■ **Material supplied**
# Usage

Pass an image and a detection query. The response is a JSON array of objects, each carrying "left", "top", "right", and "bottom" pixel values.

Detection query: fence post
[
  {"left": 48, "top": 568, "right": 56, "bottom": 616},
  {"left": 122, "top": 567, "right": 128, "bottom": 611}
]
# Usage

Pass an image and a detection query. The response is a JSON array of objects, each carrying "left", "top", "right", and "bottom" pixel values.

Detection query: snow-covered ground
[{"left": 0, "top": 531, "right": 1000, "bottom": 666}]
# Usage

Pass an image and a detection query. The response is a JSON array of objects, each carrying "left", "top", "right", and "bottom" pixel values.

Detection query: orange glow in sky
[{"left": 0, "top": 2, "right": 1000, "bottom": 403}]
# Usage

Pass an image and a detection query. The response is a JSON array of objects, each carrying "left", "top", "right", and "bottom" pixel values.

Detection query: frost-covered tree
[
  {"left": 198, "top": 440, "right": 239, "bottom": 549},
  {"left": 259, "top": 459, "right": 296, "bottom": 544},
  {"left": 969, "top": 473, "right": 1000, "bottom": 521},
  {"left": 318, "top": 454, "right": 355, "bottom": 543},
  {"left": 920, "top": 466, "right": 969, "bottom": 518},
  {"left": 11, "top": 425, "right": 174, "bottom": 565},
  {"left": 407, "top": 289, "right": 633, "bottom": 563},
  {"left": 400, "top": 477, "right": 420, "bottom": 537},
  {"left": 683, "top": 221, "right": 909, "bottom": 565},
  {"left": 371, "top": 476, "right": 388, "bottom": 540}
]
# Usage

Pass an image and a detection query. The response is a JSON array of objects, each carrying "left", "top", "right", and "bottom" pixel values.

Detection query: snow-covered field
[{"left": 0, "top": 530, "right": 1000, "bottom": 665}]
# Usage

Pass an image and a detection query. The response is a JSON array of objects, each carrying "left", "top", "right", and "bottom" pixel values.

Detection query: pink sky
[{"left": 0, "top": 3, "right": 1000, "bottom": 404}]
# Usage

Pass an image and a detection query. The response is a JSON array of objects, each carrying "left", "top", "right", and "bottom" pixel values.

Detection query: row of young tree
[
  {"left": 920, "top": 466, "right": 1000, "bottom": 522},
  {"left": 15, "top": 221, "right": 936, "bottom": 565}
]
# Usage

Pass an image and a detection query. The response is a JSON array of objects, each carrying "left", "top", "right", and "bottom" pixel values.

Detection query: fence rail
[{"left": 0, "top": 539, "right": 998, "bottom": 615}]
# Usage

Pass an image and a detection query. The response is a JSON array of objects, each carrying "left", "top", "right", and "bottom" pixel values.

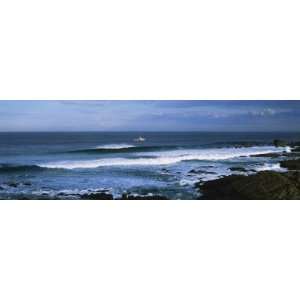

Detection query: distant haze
[{"left": 0, "top": 100, "right": 300, "bottom": 131}]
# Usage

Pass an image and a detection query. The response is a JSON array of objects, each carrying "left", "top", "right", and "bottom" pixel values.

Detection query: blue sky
[{"left": 0, "top": 100, "right": 300, "bottom": 131}]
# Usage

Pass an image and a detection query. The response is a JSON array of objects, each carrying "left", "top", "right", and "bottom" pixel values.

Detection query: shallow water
[{"left": 0, "top": 132, "right": 300, "bottom": 199}]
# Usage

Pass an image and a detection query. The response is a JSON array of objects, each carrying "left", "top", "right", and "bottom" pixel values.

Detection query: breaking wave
[{"left": 39, "top": 146, "right": 286, "bottom": 169}]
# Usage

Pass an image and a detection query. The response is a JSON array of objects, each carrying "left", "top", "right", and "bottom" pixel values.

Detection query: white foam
[
  {"left": 39, "top": 146, "right": 285, "bottom": 169},
  {"left": 96, "top": 144, "right": 135, "bottom": 150},
  {"left": 255, "top": 163, "right": 285, "bottom": 172}
]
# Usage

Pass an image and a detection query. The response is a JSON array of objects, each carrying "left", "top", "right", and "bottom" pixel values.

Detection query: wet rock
[
  {"left": 5, "top": 181, "right": 19, "bottom": 187},
  {"left": 229, "top": 167, "right": 247, "bottom": 172},
  {"left": 80, "top": 192, "right": 113, "bottom": 200},
  {"left": 251, "top": 153, "right": 283, "bottom": 158},
  {"left": 189, "top": 169, "right": 216, "bottom": 174},
  {"left": 119, "top": 193, "right": 168, "bottom": 200},
  {"left": 280, "top": 159, "right": 300, "bottom": 170},
  {"left": 292, "top": 146, "right": 300, "bottom": 153},
  {"left": 273, "top": 139, "right": 288, "bottom": 147},
  {"left": 197, "top": 171, "right": 300, "bottom": 200}
]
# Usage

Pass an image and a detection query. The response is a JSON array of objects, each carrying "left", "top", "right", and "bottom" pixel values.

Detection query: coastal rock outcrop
[
  {"left": 196, "top": 171, "right": 300, "bottom": 200},
  {"left": 119, "top": 193, "right": 168, "bottom": 200},
  {"left": 280, "top": 159, "right": 300, "bottom": 171}
]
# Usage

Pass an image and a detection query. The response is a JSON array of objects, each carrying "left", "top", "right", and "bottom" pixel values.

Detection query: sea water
[{"left": 0, "top": 132, "right": 300, "bottom": 199}]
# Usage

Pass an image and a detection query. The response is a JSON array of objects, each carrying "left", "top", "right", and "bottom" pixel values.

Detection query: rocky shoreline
[
  {"left": 195, "top": 146, "right": 300, "bottom": 200},
  {"left": 0, "top": 140, "right": 300, "bottom": 200}
]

■ **Exercise**
Set down the lines of the records above exactly, apart from the pictures.

■ **Expected answer**
# Usage

Pass an image and a detection query. The response is a JSON array of objects, each carrying "left", "top", "right", and "bottom" pixel values.

Detection query: fence post
[
  {"left": 48, "top": 568, "right": 56, "bottom": 616},
  {"left": 122, "top": 567, "right": 128, "bottom": 611}
]
# Usage

Pass an image and a detection query. The response is a JSON array of objects, each carrying "left", "top", "right", and "bottom" pixel values.

Detection query: snow-covered ground
[{"left": 0, "top": 531, "right": 1000, "bottom": 666}]
# Usage

Pass an image and a detection query. The response is a JSON array of objects, each carrying "left", "top", "right", and "bottom" pixel values.

Detection query: orange glow in sky
[{"left": 0, "top": 2, "right": 1000, "bottom": 403}]
# Usage

Pass an image and a detection query. The response is a JSON array of objects, each carrying "left", "top", "right", and "bottom" pixel values.

Detection query: frost-covered tree
[
  {"left": 198, "top": 440, "right": 239, "bottom": 549},
  {"left": 259, "top": 459, "right": 296, "bottom": 544},
  {"left": 969, "top": 473, "right": 1000, "bottom": 521},
  {"left": 318, "top": 454, "right": 355, "bottom": 543},
  {"left": 920, "top": 466, "right": 969, "bottom": 518},
  {"left": 11, "top": 425, "right": 174, "bottom": 565},
  {"left": 407, "top": 289, "right": 633, "bottom": 563},
  {"left": 400, "top": 477, "right": 420, "bottom": 537},
  {"left": 683, "top": 221, "right": 909, "bottom": 565},
  {"left": 371, "top": 476, "right": 388, "bottom": 540}
]
# Usage

Pass an image and a detection query. The response is a JSON array of objects, each carrying "left", "top", "right", and "bottom" pixel values.

Detection query: snow-covered field
[{"left": 0, "top": 530, "right": 1000, "bottom": 665}]
# Usage

Pass an image and a detection query. The response is a JSON array of objects, each carrying "left", "top", "right", and "bottom" pixel values.

Detection query: pink sky
[{"left": 0, "top": 3, "right": 1000, "bottom": 404}]
# Usage

Pass an image and a detection query. The response is a JSON array of objects, each carrying "left", "top", "right", and "bottom" pixel values.

Detection query: row of young tree
[
  {"left": 920, "top": 466, "right": 1000, "bottom": 522},
  {"left": 15, "top": 221, "right": 936, "bottom": 565}
]
# Usage

Pass an image and a detection query. The response is a JSON array of objects, each carrying "left", "top", "right", and "bottom" pixel values.

Detection query: fence rail
[{"left": 0, "top": 539, "right": 998, "bottom": 615}]
# Usage

Pass an image and a detection query. The response is a JSON array of objects, each carrying "left", "top", "right", and "bottom" pixel values.


Detection query: distant haze
[{"left": 0, "top": 100, "right": 300, "bottom": 131}]
# Usage

Pass an image and a detection query. The response is a JSON array of objects, each carrying "left", "top", "right", and "bottom" pixel values.

Detection query: blue sky
[{"left": 0, "top": 100, "right": 300, "bottom": 131}]
# Usage

Pass an image and a detection query. The response is a JSON array of objects, each carrying "left", "top", "right", and "bottom" pixel values.

Detection query: shallow water
[{"left": 0, "top": 132, "right": 300, "bottom": 199}]
# Usage

Pass an image and a detection query. The response is a JSON array of objects, each carrying "left", "top", "right", and "bottom" pixel values.

Detection query: breaking wave
[{"left": 39, "top": 146, "right": 286, "bottom": 169}]
# Usage

Pass an image and a detection query. The response is a JSON array of objects, each carrying "left", "top", "right", and "bottom" pixel values.

Detection query: white foam
[
  {"left": 39, "top": 146, "right": 285, "bottom": 169},
  {"left": 96, "top": 144, "right": 135, "bottom": 150},
  {"left": 255, "top": 163, "right": 285, "bottom": 172}
]
# Usage

Pass an image and a detection query. The response is a JSON array of objects, each carrying "left", "top", "right", and "bottom" pixel values.

Detection query: wet rock
[
  {"left": 5, "top": 181, "right": 19, "bottom": 187},
  {"left": 229, "top": 167, "right": 247, "bottom": 172},
  {"left": 80, "top": 192, "right": 113, "bottom": 200},
  {"left": 251, "top": 153, "right": 283, "bottom": 158},
  {"left": 189, "top": 169, "right": 216, "bottom": 174},
  {"left": 119, "top": 193, "right": 168, "bottom": 200},
  {"left": 280, "top": 159, "right": 300, "bottom": 170},
  {"left": 292, "top": 146, "right": 300, "bottom": 153},
  {"left": 273, "top": 139, "right": 288, "bottom": 147},
  {"left": 197, "top": 171, "right": 300, "bottom": 200}
]
# Usage

Pass an image and a detection query. The response is a JSON array of objects, each carrying "left", "top", "right", and "bottom" pixel values.

Detection query: coastal rock outcrop
[
  {"left": 196, "top": 171, "right": 300, "bottom": 200},
  {"left": 119, "top": 193, "right": 168, "bottom": 200},
  {"left": 280, "top": 159, "right": 300, "bottom": 171}
]
# Usage

Pass an image and a detection query. The response is a JSON array of objects, each carrying "left", "top", "right", and "bottom" pixel values.

Detection query: sea water
[{"left": 0, "top": 132, "right": 300, "bottom": 199}]
# Usage

Pass an image and a detection query. The response is a JSON array of objects, each carrying "left", "top", "right", and "bottom" pixel values.

Detection query: rocky shoreline
[
  {"left": 195, "top": 146, "right": 300, "bottom": 200},
  {"left": 0, "top": 140, "right": 300, "bottom": 200}
]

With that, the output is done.